◆ **EXERCISE DESCRIPTION**:
How many of the lines below contain the string "wooden"? Reply with the number alone.

◆ **DATA TO PROCESS**:
--

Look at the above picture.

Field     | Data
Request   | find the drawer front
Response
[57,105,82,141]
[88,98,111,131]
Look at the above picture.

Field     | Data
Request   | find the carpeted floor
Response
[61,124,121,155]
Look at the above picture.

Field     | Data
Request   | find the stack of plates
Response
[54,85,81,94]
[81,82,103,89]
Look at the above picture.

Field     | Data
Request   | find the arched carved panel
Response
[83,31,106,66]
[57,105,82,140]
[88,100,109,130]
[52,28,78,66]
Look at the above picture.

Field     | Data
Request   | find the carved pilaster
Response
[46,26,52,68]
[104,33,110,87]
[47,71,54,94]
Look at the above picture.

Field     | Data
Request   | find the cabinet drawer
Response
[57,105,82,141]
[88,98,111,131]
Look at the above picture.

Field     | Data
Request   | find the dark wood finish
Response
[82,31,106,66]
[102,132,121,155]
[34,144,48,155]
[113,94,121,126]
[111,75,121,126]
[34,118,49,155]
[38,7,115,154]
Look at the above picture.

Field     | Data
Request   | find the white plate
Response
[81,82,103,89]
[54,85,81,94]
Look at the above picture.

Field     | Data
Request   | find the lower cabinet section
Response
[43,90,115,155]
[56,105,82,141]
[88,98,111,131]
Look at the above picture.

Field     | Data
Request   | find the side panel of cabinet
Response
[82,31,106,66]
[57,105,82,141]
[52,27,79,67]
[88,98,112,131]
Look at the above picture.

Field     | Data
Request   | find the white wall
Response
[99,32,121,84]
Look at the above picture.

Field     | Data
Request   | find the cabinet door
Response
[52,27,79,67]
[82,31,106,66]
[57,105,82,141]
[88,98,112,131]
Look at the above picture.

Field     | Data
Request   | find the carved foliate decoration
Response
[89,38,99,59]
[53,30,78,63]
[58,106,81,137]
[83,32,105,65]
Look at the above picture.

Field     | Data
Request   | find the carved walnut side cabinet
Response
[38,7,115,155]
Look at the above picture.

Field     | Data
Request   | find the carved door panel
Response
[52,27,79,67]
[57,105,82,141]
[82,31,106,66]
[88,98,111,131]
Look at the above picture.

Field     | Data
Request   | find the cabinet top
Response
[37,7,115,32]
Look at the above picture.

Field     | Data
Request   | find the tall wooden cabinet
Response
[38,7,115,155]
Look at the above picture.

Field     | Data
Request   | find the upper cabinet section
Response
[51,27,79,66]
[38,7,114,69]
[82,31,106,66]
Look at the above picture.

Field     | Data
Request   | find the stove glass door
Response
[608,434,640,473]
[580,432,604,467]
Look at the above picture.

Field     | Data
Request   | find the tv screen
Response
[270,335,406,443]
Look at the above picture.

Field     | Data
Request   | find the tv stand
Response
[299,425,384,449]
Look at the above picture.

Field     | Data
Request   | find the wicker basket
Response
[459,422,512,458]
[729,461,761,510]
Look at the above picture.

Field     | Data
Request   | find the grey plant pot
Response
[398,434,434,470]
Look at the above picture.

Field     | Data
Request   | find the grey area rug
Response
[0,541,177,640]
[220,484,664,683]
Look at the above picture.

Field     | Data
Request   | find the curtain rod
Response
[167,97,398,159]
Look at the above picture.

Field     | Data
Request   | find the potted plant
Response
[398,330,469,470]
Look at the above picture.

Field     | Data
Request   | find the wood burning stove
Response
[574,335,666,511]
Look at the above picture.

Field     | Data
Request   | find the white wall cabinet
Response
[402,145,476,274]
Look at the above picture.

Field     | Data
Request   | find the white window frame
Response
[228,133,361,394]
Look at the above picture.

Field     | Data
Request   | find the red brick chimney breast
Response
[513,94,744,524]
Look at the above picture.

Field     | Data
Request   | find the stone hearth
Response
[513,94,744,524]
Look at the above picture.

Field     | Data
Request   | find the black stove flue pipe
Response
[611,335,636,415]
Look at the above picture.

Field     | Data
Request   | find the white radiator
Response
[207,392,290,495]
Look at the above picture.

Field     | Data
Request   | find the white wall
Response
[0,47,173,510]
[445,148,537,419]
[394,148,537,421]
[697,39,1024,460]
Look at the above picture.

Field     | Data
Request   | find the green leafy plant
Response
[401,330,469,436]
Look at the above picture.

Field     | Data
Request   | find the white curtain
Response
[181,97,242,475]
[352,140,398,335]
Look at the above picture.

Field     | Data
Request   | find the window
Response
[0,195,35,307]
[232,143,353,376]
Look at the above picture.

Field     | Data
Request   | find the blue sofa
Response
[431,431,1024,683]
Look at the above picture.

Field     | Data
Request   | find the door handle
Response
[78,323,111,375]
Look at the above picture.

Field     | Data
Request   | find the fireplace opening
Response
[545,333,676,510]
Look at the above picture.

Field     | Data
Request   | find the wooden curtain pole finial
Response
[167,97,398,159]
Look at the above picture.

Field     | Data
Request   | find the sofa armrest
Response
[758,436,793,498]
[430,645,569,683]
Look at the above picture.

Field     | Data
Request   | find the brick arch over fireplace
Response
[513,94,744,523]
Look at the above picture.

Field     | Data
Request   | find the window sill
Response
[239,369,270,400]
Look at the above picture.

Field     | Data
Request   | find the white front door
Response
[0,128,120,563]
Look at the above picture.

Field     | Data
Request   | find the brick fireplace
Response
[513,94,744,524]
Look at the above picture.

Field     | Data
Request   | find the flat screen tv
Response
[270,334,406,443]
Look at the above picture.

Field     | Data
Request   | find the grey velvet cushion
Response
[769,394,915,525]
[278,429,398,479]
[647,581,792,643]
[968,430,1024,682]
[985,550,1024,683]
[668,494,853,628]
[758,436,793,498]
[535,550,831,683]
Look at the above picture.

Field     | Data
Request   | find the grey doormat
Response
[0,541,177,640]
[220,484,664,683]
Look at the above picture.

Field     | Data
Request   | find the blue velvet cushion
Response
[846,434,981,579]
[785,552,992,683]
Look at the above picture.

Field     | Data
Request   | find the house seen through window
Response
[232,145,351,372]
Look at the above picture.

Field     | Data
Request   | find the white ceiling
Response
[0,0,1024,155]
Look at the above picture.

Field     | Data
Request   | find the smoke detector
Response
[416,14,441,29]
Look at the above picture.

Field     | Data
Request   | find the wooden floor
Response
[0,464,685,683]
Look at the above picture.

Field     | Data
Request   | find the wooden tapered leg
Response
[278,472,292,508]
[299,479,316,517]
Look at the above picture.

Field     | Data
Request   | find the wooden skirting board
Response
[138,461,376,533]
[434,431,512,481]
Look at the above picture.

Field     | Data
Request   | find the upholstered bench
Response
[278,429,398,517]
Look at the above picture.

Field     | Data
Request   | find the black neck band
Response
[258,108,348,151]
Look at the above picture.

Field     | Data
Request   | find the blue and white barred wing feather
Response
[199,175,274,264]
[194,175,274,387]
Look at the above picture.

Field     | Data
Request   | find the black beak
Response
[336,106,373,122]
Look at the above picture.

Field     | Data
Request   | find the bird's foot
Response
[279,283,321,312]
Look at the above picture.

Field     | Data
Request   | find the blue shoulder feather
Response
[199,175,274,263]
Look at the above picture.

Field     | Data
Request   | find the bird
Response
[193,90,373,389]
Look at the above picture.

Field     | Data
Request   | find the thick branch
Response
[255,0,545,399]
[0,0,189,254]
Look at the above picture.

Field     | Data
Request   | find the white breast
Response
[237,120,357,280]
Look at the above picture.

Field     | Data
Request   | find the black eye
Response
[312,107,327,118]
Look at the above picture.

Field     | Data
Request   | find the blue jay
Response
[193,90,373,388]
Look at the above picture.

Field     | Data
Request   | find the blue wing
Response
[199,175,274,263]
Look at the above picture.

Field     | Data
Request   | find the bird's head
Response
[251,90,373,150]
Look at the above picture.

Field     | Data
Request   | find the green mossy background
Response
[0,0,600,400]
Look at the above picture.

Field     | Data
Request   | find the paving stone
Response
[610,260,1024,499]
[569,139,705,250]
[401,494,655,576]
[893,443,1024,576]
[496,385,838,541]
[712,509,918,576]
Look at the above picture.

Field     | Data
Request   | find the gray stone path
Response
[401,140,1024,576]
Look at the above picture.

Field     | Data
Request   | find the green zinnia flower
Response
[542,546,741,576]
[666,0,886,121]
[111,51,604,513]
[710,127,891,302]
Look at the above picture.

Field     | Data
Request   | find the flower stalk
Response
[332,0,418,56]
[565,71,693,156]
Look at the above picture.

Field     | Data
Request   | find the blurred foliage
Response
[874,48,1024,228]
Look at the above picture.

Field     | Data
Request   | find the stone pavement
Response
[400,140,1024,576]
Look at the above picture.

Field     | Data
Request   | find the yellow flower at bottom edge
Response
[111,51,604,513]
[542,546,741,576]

--

◆ **OUTPUT OF THE TASK**:
5